→ **WORKING DATA**
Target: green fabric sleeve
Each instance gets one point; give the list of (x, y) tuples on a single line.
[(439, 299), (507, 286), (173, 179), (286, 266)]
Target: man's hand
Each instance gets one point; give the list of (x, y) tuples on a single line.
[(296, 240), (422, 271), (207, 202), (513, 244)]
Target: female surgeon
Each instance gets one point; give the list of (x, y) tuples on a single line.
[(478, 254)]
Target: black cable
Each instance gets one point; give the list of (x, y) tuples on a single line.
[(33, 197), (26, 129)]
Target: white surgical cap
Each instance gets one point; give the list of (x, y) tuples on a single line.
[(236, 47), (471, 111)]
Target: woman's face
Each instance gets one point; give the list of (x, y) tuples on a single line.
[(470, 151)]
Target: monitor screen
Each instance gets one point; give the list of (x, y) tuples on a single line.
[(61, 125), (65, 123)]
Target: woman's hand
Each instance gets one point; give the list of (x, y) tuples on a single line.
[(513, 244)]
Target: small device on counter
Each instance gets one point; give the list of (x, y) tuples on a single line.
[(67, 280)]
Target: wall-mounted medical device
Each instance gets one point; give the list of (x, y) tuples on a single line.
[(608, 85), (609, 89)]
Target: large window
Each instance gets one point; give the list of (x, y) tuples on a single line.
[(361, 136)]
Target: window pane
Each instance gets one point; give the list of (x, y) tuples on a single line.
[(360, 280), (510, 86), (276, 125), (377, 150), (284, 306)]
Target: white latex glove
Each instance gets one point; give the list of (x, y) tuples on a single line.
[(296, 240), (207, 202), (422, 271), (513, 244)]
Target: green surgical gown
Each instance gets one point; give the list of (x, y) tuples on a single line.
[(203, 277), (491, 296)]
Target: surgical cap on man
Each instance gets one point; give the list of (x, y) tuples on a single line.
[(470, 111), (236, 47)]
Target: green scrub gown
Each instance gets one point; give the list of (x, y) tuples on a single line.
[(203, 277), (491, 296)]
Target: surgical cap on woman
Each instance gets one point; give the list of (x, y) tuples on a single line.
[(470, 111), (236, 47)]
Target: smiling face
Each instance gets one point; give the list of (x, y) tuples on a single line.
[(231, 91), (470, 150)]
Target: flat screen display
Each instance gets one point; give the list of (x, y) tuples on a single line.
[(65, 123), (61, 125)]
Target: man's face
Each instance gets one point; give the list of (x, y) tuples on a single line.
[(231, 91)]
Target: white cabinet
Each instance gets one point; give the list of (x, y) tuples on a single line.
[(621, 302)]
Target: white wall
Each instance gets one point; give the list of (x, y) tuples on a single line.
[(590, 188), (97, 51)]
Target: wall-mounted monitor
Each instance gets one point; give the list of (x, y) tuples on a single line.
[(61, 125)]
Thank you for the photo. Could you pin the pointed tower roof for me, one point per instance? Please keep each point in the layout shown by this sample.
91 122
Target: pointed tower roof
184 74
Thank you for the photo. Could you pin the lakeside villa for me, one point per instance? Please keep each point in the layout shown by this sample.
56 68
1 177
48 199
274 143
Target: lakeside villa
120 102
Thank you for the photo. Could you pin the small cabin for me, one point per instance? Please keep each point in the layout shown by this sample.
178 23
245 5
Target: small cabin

→ **ASSIGNED TASK**
Bring together all lines of the entries above in which the string "gown" occurs.

→ **RESULT OF THIS EXERCISE**
Target: green surgical gown
Target: green scrub gown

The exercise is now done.